**SUPPLIED RECORDS**
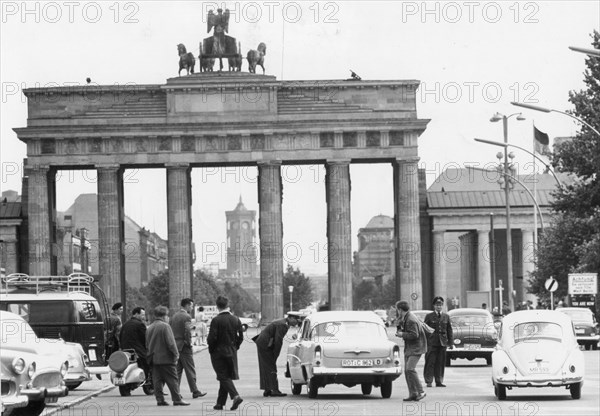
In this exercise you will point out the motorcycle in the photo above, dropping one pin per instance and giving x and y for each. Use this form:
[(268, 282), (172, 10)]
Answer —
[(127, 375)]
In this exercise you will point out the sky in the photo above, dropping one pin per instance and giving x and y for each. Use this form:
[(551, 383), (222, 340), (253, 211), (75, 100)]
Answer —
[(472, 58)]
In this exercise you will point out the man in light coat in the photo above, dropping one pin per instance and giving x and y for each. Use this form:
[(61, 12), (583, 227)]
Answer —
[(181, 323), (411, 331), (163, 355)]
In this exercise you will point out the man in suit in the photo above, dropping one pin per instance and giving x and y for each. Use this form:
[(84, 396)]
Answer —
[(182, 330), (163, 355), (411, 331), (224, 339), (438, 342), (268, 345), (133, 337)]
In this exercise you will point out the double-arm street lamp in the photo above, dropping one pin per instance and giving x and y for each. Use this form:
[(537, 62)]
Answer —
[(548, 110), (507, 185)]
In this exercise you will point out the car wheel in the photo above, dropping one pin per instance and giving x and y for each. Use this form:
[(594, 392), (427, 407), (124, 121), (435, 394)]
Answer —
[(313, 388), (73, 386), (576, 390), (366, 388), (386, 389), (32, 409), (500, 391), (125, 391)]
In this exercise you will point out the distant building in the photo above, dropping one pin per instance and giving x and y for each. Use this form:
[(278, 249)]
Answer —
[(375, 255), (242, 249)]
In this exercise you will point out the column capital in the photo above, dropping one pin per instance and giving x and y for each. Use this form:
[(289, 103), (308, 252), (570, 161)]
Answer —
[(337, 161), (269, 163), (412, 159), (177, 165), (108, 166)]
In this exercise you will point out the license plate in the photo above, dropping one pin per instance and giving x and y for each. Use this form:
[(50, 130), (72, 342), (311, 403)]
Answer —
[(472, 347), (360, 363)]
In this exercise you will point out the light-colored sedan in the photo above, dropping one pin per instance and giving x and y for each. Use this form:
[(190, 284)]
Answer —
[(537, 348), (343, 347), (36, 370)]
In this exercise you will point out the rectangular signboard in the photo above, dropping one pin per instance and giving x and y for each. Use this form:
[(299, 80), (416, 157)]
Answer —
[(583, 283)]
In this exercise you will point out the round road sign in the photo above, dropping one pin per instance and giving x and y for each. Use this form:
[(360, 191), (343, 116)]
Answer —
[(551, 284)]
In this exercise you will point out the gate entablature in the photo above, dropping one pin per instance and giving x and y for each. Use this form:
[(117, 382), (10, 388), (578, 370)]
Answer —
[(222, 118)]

==

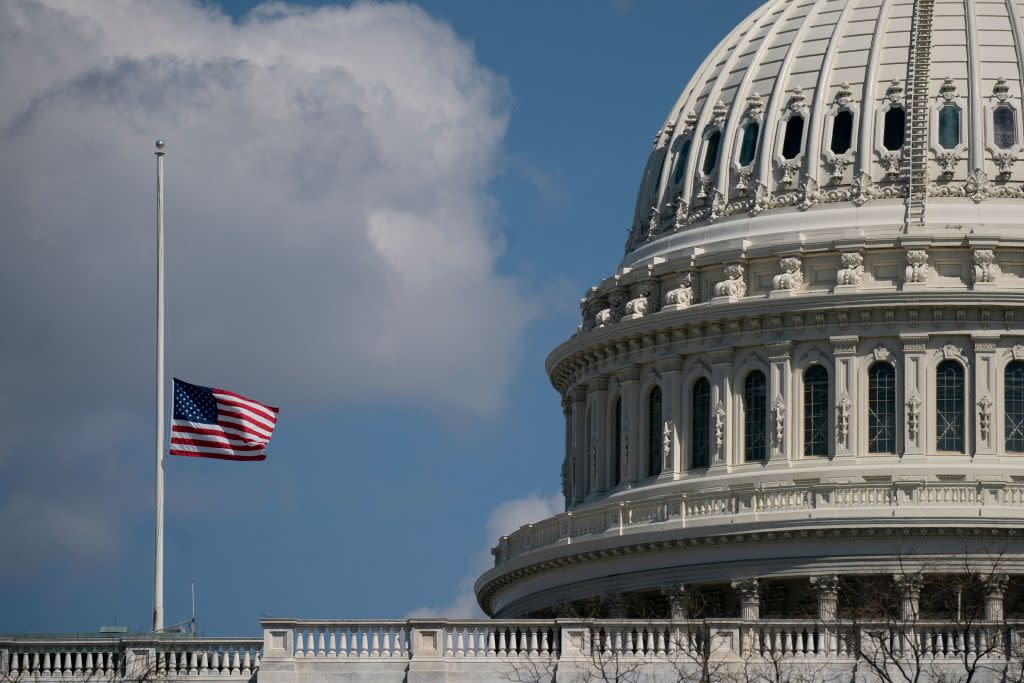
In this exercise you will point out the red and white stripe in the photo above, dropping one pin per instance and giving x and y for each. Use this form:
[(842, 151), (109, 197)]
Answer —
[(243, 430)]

* * *

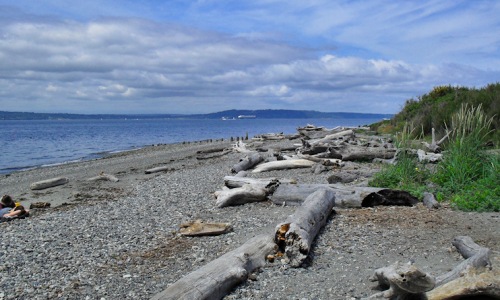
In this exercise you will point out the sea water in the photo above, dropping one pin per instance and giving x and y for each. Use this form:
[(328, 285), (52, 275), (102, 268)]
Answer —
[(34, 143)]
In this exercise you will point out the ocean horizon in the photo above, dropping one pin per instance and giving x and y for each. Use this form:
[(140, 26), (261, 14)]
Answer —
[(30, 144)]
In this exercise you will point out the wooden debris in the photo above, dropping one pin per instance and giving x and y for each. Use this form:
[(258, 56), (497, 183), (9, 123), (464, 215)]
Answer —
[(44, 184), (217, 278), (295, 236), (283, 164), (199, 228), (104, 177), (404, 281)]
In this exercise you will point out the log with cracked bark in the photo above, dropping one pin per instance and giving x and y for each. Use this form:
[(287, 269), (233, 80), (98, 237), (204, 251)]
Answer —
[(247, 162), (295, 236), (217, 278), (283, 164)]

**YOUR TASK**
Please rewrite the entries starting at the line containing "In this exercise you will point out the man in light" and ending at the line containing "[(181, 323), (411, 331), (163, 355)]", offsetting each coordinate in the answers by -3. Keep every other line as it is, including the sample lists shown after "Use this form:".

**ANSWER TO THE EXERCISE**
In this exercise you will point out the man in light coat in the photo above, dropping one pin per instance and giving x and y for each. Use this form:
[(61, 12), (583, 227)]
Answer —
[(178, 320), (408, 328), (160, 352)]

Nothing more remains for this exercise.